Return every line of the listing below verbatim, without changing any character.

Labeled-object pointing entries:
════════════════

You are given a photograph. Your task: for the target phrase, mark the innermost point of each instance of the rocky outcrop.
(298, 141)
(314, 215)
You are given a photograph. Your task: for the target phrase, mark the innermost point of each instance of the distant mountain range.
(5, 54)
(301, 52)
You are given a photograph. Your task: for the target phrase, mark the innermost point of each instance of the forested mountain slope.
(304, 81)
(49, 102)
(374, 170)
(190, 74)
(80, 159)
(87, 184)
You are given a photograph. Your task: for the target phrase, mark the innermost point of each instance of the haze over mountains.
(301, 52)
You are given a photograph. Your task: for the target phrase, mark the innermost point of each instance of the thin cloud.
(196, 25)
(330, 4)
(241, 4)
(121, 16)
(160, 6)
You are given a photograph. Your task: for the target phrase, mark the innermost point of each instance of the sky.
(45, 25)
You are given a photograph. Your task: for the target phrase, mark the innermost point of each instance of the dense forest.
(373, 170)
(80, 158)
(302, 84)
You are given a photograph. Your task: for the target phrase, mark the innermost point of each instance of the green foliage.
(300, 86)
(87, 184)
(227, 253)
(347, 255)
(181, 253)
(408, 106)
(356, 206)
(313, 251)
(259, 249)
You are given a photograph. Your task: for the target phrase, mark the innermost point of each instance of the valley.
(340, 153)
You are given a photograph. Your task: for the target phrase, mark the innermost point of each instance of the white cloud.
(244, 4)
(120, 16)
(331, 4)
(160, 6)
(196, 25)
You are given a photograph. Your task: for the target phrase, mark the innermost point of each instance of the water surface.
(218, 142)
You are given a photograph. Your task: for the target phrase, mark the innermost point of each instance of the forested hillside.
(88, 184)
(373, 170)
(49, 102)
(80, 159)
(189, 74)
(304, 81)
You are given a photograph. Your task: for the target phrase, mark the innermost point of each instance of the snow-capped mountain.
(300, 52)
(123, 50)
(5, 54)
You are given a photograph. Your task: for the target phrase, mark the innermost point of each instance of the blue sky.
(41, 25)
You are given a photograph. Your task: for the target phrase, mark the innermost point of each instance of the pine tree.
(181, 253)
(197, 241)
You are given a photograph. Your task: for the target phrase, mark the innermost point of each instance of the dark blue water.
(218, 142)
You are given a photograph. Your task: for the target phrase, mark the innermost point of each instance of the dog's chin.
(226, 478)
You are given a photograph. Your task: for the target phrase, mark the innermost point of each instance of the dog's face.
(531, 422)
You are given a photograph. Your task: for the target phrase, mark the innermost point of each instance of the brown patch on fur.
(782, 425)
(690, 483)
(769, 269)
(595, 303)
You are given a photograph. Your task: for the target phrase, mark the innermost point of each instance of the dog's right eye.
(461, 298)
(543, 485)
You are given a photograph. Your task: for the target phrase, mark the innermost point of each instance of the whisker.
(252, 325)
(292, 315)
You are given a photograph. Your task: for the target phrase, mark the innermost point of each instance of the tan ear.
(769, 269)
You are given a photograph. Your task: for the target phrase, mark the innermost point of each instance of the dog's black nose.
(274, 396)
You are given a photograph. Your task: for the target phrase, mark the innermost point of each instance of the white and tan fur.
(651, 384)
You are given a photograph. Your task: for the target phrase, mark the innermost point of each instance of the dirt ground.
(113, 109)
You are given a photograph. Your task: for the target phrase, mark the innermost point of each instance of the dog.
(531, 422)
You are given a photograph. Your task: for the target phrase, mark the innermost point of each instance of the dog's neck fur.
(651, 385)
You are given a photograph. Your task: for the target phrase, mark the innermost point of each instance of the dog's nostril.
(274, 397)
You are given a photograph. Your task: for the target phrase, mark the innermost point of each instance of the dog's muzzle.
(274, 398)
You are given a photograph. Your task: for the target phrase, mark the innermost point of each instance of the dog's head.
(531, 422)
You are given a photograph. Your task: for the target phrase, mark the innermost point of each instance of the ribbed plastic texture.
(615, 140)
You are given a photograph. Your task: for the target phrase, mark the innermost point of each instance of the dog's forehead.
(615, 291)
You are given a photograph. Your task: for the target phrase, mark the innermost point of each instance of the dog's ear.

════════════════

SOLUTION =
You are given a photograph. Your task: for the target phrase, mark the innermost point of each instance of the rocky outcrop.
(298, 141)
(314, 215)
You are given a photograph. Your task: for the target phrase, mark the innermost point of each instance of the distant mountain range.
(5, 54)
(301, 52)
You are given a photograph. Your task: for the target phrase, mark the innermost point of each instance of the forested mountain slope.
(304, 81)
(49, 102)
(374, 170)
(190, 74)
(80, 159)
(87, 184)
You are given a photograph. Your task: for the target phrase, mark the innermost point of each instance of the haze over mountains.
(301, 52)
You are given a photograph. Your task: for the target phrase, mark the innermost point of each instance of the thin cloud.
(196, 25)
(330, 4)
(241, 4)
(121, 16)
(160, 6)
You are given a photograph. Your task: for the target phrase, mark the innermost point of each instance of the sky.
(45, 25)
You are given a photograph. Your task: for the target phrase, mark the innermost point of each instance of the dense forest.
(373, 170)
(80, 158)
(302, 84)
You are given a photograph. Your task: for the target phrase, mark the innermost point of each instance of the green foliage.
(300, 86)
(87, 184)
(227, 253)
(347, 255)
(181, 253)
(408, 106)
(356, 206)
(313, 251)
(259, 249)
You are given a photograph. Your task: for the target phrase, mark the innermost point of each instance of the valley.
(340, 153)
You are given a photograph. Your task: for the target phrase, mark the innermost point of each instance of the white cloud.
(244, 4)
(120, 16)
(331, 4)
(160, 6)
(196, 25)
You are given a photograph. Your task: for the target phrase, mark the innermost point of each instance of the water surface.
(218, 142)
You are given a photograph. Your task: for the target phrase, mark the innermost point of each instance of the forested hillside.
(88, 184)
(373, 170)
(49, 102)
(80, 159)
(189, 74)
(304, 81)
You are given a photograph. Your task: for the target phrase, mark the innermost point of each instance of the snow-capped mountain.
(300, 52)
(123, 50)
(5, 54)
You are given a photograph. Your task: for the target phrase, mark the innermost point of each instance of the blue sky.
(41, 25)
You are given a photograph. Your task: for the target phrase, mark the innermost point of each instance of the pine tree.
(181, 253)
(197, 241)
You are given a photograph. Your task: for the target phrase, mark the innermost point of each instance of the dark blue water.
(218, 142)
You are given a photograph. Your task: for the target phrase, mark the innermost point of each instance of the dog's chin.
(226, 478)
You are given a photograph. Your task: for the target phrase, mark the innermost point of each instance of the dog's face.
(531, 422)
You are given a photograph. Your task: for the target phrase, mark the innermost point of each instance of the brown patch on fur.
(782, 425)
(690, 483)
(769, 269)
(595, 303)
You are given a photograph. Your task: for the target phrase, mark the innermost point of each instance of the dog's right eye.
(461, 298)
(543, 485)
You are given a photograph. Your task: for the target phrase, mark the innermost point of each instance of the whisker.
(252, 325)
(292, 315)
You are given a photograph. Your task: for the target phrase, mark the innermost point of each instance of the tan ear.
(769, 269)
You are given a photograph. Your task: for the target phrase, mark the innermost point of each instance of the dog's black nose.
(274, 396)
You are given a photograph. Your task: for the target phrase, mark the innermost point of each instance of the white and tan fur.
(651, 384)
You are given a photograph. Your task: for the target phrase, mark the innermost point of each instance of the dirt ground.
(113, 109)
You are given a photograph. Your task: for the target phrase, mark the innermost point of each instance of the dog.
(531, 422)
You are given a photograph. Your task: for the target phrase, mark the innermost point of each instance of the dog's neck fur.
(651, 385)
You are given a photograph. Your task: for the target phrase, mark the innermost point of each instance of the dog's nostril.
(274, 397)
You are given a photograph. Your task: for the target phrase, mark the innermost point of each instance of the dog's muzzle.
(274, 398)
You are given a photograph. Your task: for the target phrase, mark the innermost point of each instance of the dog's head.
(531, 422)
You are given a photograph. Your task: for the target phrase, mark the innermost point of each instance of the ribbed plastic texture.
(615, 140)
You are given a photograph. Your task: for the target phrase, mark the innermost point of each instance of the dog's forehead.
(615, 291)
You are given a photograph. Your task: for the target phrase, mark the innermost point of each instance of the dog's ear.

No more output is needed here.